▶ **Written instruction**
Render the items as a two-column CSV with the headers item_text and box_answer, starting at the line that contains "Someone flagged man's arm" and stopping after the line that contains "[522,17,610,87]". Give one row per item with its text and its answer, each in a single double-quoted field, and replace line breaks with spaces.

◆ ◆ ◆

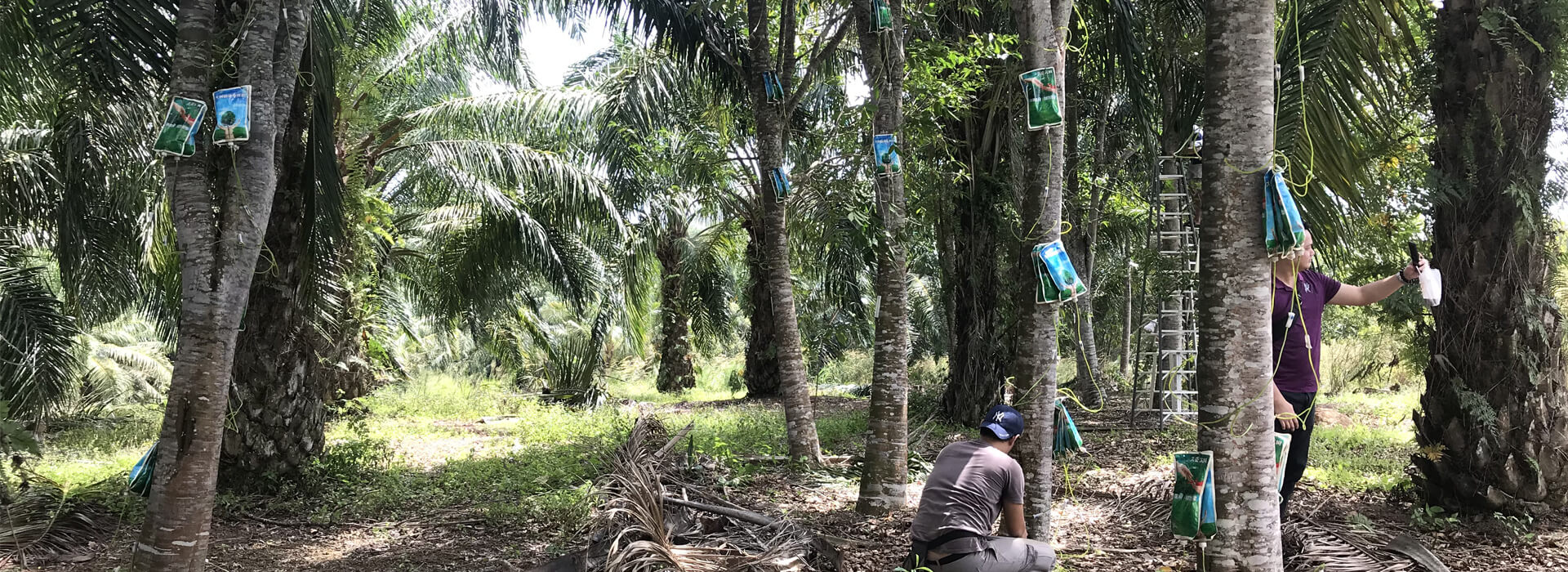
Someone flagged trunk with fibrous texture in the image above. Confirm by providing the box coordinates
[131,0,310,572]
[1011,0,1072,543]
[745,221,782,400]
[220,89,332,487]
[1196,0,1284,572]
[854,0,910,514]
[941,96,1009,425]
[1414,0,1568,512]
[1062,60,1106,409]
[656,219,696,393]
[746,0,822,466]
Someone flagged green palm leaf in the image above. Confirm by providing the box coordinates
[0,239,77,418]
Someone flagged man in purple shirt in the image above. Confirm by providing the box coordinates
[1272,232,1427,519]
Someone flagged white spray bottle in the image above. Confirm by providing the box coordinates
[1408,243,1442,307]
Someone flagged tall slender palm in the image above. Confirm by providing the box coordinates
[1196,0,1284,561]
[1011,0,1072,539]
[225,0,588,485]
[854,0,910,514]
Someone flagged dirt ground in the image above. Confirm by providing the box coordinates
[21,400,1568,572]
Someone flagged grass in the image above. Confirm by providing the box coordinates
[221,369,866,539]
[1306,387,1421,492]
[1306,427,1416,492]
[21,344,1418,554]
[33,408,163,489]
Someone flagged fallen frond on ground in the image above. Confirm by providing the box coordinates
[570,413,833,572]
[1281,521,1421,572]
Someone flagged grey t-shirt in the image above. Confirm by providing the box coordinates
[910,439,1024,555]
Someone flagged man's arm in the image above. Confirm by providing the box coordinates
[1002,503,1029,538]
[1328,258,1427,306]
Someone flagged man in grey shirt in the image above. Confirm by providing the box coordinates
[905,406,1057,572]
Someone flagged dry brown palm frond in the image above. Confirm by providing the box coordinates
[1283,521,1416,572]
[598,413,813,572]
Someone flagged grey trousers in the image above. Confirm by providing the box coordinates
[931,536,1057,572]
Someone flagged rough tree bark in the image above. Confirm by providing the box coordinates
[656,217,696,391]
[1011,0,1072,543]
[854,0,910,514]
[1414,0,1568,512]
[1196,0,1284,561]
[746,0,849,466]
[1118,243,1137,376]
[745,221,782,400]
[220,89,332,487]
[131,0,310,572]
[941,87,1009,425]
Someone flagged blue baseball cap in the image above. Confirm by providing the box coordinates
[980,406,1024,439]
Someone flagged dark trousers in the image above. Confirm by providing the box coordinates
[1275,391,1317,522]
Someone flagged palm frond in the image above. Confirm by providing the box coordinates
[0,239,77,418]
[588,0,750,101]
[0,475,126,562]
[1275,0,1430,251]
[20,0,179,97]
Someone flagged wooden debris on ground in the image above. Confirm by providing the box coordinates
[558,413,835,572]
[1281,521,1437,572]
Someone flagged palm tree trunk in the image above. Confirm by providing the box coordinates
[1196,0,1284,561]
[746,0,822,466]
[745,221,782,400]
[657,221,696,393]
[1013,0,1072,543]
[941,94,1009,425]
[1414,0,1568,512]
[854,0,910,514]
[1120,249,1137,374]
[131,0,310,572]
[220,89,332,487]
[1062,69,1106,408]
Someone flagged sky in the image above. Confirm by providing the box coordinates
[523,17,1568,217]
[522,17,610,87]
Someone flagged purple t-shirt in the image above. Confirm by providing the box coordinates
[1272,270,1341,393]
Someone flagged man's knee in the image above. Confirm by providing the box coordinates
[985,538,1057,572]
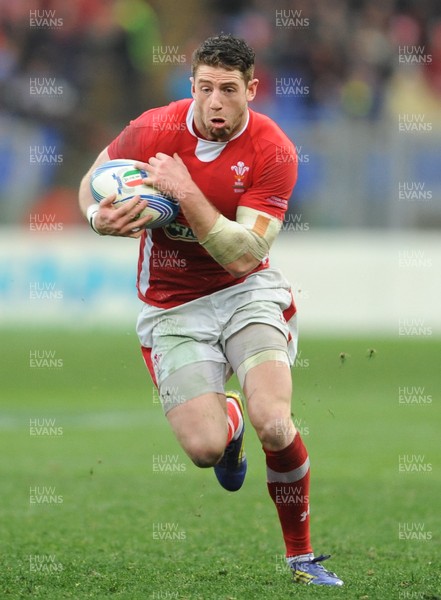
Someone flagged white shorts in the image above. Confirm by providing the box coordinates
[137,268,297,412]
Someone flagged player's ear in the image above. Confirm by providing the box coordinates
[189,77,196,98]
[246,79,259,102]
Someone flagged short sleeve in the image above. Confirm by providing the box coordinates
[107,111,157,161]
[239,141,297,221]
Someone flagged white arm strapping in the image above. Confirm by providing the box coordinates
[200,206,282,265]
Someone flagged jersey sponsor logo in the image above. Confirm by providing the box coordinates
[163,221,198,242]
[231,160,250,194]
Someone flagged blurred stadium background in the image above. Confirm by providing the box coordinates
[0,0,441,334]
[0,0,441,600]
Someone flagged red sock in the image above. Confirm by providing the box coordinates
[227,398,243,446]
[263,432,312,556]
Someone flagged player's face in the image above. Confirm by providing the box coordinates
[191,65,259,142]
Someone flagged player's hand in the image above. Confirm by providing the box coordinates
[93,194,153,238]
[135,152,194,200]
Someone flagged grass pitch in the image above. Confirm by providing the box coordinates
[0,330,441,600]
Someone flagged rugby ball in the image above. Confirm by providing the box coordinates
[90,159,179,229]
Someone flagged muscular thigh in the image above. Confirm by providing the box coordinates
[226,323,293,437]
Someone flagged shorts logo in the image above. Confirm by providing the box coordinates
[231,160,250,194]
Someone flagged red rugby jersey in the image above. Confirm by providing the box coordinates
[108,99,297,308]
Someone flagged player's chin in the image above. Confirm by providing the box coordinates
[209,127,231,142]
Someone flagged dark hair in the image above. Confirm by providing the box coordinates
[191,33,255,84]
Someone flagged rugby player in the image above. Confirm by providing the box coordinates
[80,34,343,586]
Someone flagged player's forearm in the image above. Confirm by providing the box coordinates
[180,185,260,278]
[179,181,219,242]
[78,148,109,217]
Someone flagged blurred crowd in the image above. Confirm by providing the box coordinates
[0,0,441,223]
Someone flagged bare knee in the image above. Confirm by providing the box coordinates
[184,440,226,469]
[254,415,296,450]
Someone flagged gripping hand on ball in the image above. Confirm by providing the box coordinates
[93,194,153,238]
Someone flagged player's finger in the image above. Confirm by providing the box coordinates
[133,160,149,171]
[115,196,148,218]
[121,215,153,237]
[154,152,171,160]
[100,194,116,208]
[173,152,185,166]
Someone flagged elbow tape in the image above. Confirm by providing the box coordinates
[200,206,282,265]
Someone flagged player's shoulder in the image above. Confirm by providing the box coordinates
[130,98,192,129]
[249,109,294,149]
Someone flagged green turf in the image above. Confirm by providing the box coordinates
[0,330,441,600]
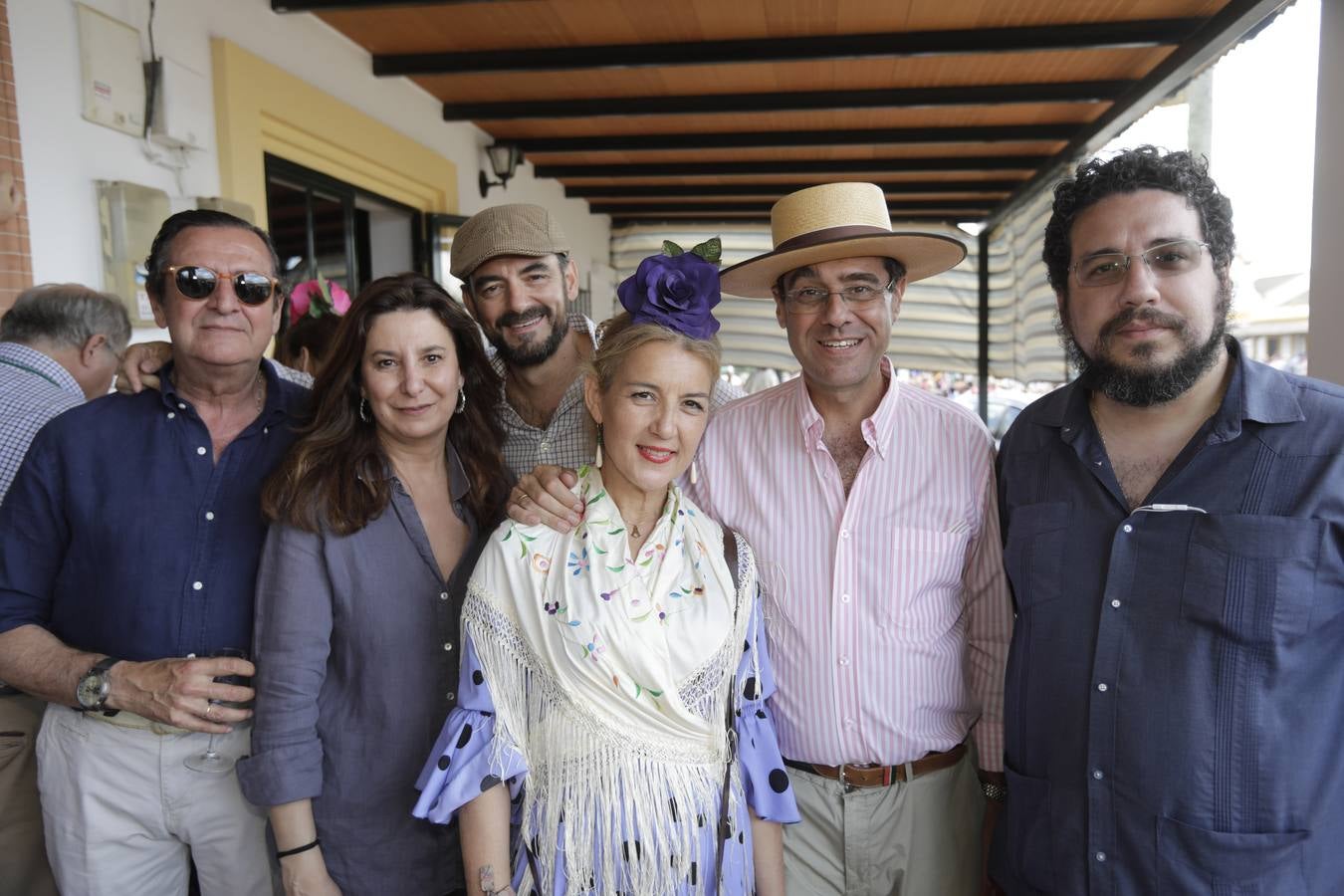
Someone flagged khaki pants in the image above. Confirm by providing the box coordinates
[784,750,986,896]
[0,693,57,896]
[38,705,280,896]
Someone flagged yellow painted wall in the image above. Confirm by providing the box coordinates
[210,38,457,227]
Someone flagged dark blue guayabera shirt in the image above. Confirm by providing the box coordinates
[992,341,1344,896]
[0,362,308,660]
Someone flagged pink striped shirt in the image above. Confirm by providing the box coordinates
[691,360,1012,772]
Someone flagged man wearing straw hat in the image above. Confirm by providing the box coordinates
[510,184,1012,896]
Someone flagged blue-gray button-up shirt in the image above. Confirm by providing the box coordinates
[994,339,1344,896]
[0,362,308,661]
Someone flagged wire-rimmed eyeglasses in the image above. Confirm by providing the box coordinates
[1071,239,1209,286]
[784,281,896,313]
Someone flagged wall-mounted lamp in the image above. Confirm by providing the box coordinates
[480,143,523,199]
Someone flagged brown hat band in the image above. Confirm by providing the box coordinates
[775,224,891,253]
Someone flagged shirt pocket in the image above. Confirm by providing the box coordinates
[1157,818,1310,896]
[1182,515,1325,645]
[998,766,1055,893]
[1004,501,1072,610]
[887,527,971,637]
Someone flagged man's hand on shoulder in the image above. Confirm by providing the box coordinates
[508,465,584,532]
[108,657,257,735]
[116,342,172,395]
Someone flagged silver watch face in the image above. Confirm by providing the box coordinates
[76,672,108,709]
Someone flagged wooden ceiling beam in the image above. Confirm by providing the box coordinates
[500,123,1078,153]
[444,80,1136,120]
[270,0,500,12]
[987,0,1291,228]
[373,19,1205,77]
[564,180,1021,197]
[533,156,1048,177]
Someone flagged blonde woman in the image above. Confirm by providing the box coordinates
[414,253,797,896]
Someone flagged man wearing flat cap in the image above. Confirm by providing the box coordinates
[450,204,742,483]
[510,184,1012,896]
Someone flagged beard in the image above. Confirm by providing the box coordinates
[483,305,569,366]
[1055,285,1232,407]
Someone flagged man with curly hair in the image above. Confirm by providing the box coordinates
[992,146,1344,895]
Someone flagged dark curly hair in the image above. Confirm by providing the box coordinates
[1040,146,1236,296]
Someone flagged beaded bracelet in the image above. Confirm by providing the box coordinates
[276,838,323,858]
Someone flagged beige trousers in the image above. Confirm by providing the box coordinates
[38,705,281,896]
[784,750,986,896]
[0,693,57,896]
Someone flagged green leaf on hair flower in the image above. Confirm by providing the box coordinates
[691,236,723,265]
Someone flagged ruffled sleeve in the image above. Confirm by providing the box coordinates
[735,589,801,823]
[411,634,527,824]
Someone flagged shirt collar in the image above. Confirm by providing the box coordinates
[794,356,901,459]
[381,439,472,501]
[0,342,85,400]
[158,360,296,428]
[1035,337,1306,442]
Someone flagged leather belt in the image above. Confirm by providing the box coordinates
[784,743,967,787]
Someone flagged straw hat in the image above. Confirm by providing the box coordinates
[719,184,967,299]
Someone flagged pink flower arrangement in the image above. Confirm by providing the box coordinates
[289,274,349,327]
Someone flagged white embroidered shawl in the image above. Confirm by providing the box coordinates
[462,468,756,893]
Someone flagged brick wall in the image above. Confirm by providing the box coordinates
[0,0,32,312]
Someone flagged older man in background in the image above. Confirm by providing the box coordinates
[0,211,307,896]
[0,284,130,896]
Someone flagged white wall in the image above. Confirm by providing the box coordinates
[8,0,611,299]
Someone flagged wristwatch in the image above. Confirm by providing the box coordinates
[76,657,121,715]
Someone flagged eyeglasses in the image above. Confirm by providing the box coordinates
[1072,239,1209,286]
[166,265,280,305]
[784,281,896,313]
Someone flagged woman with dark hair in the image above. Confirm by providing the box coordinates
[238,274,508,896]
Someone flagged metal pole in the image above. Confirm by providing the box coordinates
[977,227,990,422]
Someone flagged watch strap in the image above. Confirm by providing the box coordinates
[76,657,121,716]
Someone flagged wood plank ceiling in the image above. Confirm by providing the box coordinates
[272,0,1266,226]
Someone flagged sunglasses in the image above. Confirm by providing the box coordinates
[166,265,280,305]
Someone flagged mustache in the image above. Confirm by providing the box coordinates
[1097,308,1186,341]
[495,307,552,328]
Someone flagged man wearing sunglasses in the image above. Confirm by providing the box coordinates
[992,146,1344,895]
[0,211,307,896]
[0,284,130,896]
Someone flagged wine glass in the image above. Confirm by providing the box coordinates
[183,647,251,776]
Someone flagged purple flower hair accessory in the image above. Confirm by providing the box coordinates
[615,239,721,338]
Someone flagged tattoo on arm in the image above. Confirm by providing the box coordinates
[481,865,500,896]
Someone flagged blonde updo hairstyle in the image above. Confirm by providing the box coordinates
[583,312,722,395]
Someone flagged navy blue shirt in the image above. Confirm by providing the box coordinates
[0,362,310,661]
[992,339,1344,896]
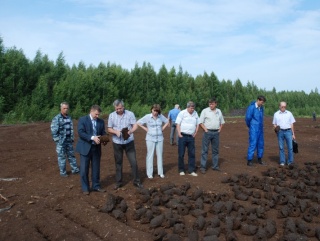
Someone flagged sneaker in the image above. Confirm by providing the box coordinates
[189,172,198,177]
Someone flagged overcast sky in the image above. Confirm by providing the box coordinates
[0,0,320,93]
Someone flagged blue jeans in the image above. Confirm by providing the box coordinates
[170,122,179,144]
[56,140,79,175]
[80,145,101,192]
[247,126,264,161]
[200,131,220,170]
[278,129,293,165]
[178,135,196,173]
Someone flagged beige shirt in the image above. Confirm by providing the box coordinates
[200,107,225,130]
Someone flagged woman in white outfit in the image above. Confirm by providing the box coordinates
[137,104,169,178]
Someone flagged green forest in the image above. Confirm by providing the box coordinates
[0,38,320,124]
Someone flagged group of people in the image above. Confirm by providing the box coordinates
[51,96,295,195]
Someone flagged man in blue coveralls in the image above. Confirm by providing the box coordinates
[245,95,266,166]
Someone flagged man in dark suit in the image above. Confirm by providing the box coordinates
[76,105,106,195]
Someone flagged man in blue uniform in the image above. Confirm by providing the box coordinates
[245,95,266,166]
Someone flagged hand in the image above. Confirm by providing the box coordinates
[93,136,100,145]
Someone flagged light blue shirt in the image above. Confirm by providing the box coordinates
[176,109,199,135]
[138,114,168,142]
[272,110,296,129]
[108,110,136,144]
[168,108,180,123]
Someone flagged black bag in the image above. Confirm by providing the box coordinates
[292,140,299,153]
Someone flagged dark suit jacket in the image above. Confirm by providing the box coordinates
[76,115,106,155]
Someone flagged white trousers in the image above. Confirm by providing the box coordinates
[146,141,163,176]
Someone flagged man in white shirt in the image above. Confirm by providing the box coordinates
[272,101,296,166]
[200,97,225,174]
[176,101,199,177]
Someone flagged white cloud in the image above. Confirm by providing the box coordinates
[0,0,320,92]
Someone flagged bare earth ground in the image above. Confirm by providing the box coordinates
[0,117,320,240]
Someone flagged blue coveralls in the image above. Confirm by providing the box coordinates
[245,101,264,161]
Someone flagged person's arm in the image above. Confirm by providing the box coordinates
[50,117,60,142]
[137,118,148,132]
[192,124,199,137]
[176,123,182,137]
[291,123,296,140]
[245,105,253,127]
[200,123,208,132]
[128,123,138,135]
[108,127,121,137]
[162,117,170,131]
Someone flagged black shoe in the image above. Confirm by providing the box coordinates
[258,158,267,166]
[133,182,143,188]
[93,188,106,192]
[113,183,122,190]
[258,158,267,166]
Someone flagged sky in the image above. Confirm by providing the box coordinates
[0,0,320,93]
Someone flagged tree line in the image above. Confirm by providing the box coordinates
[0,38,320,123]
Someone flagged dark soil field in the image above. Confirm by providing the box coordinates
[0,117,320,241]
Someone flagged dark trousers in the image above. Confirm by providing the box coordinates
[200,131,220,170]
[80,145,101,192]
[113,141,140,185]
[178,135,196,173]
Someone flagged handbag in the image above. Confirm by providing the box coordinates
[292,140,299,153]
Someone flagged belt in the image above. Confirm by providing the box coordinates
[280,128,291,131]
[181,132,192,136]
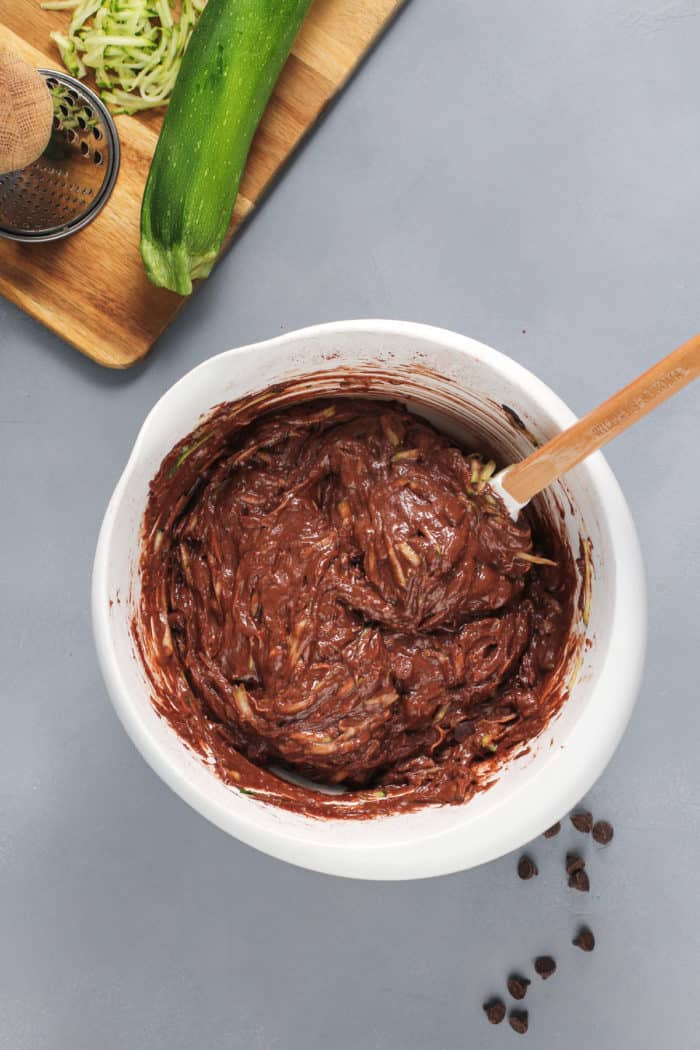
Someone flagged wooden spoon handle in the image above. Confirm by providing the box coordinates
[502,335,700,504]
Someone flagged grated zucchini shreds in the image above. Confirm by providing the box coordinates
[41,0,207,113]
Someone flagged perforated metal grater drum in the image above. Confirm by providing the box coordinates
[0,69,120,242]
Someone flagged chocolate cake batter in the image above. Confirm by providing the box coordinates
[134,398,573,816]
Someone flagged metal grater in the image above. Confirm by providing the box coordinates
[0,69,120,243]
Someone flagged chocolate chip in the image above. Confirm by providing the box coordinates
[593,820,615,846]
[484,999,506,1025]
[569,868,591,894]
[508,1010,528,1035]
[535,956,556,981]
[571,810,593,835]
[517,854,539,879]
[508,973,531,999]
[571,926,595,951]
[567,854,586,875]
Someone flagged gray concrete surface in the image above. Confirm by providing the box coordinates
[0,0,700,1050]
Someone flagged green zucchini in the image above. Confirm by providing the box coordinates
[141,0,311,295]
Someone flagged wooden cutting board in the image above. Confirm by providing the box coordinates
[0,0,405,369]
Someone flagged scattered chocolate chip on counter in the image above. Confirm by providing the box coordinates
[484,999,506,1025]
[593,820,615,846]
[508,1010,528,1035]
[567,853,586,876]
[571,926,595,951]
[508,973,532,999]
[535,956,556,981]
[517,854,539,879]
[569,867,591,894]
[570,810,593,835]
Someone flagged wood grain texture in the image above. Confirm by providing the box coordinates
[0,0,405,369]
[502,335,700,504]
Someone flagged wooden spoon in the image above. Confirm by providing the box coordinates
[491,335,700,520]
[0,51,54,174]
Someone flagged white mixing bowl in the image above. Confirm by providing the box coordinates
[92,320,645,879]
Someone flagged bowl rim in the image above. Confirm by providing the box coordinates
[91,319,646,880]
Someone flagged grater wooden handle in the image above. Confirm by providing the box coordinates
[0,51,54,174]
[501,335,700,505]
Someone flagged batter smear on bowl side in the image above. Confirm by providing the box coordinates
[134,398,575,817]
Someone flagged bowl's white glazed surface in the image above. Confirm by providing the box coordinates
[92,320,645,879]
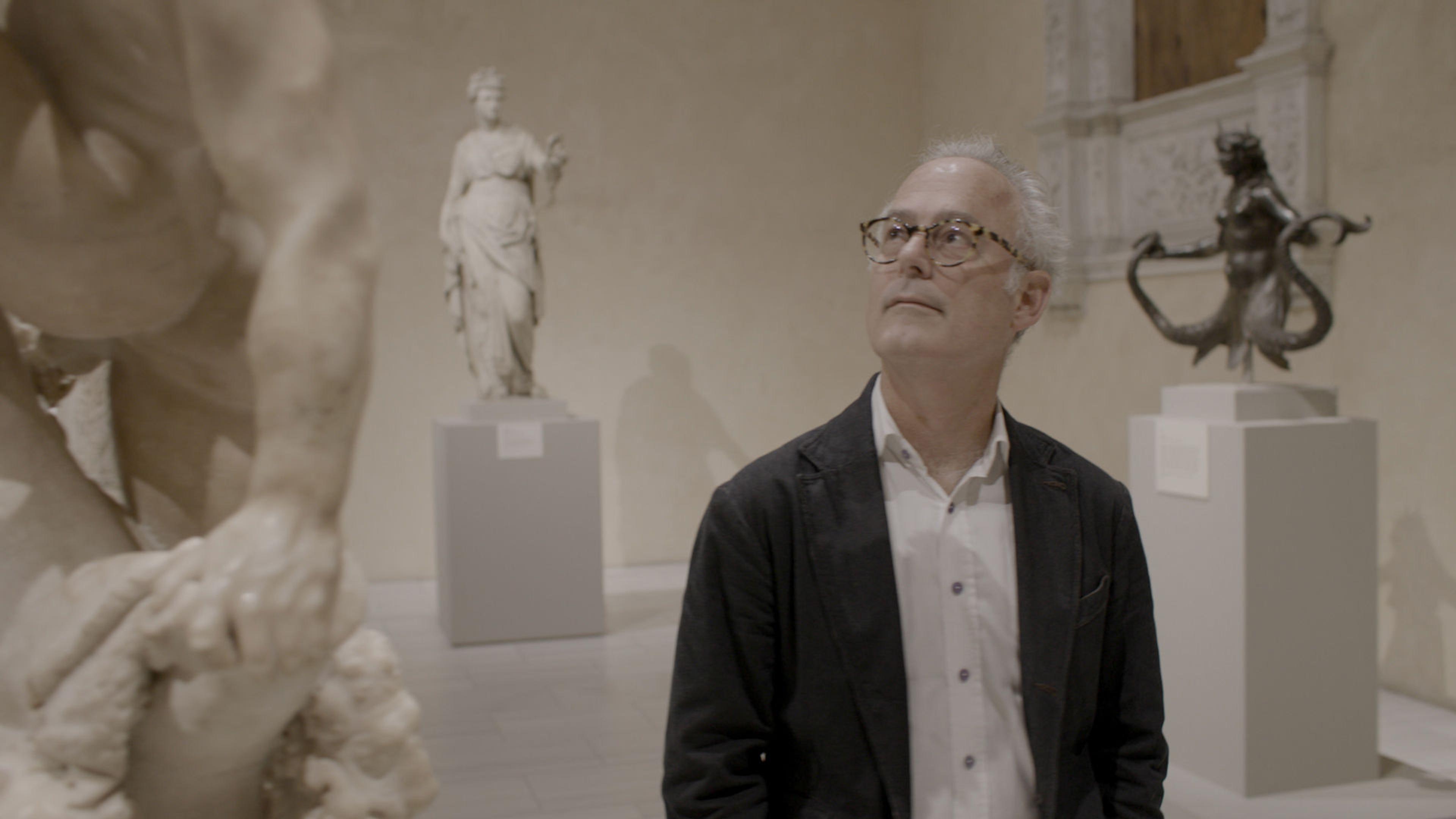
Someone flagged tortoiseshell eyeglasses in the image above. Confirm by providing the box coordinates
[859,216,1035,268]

◆ ◆ ◆

▶ **Task result**
item_text,box_answer
"Someone flagged man's arm in the image above. Confirm by providing the box coordinates","[1002,503,1029,538] [1328,258,1427,306]"
"Someone flagged man in grey shirt in the image above. Confirm by providing the box coordinates","[905,406,1057,572]"
"Someone flagged dry brown palm frond in the image above. Confirm by providing the box coordinates","[1283,521,1416,572] [598,413,813,572]"
"Someone flagged grey trousers in the image above. Confirm by providing the box coordinates","[931,536,1057,572]"
"Someone flagged rough tree bark in the image above. Confirm by providing the box coordinates","[656,217,696,391] [1011,0,1072,543] [854,0,910,514] [1414,0,1568,512] [1196,0,1284,561] [746,0,849,466] [1118,243,1137,376] [745,221,782,400] [220,89,332,487] [131,0,310,572] [941,87,1009,425]"
"Someone flagged blue baseball cap in the image above. Confirm by providing the box coordinates","[980,406,1024,439]"
"Someone flagged dark trousers in the image above. Confirm by providing the box coordinates","[1275,391,1317,522]"
"Someone flagged palm frond in the image above. Confirm by providing the box coordinates","[0,239,77,418] [588,0,750,101] [0,475,126,562] [1275,0,1430,251] [20,0,179,97]"
"Someone flagged wooden debris on ground in the image above. Confirm by providing the box coordinates","[558,413,835,572] [1281,521,1437,572]"
"Someone flagged palm tree trunk in the image above. Confirm by providing the box coordinates","[1196,0,1284,561] [746,0,822,466] [745,221,782,400] [657,221,696,393] [1013,0,1072,543] [941,94,1009,425] [1414,0,1568,512] [854,0,910,514] [1120,249,1137,374] [131,0,310,572] [220,89,332,487] [1062,69,1106,408]"
"Someone flagged sky in the image above. Confirm by providing the box coordinates","[523,17,1568,217] [522,17,610,87]"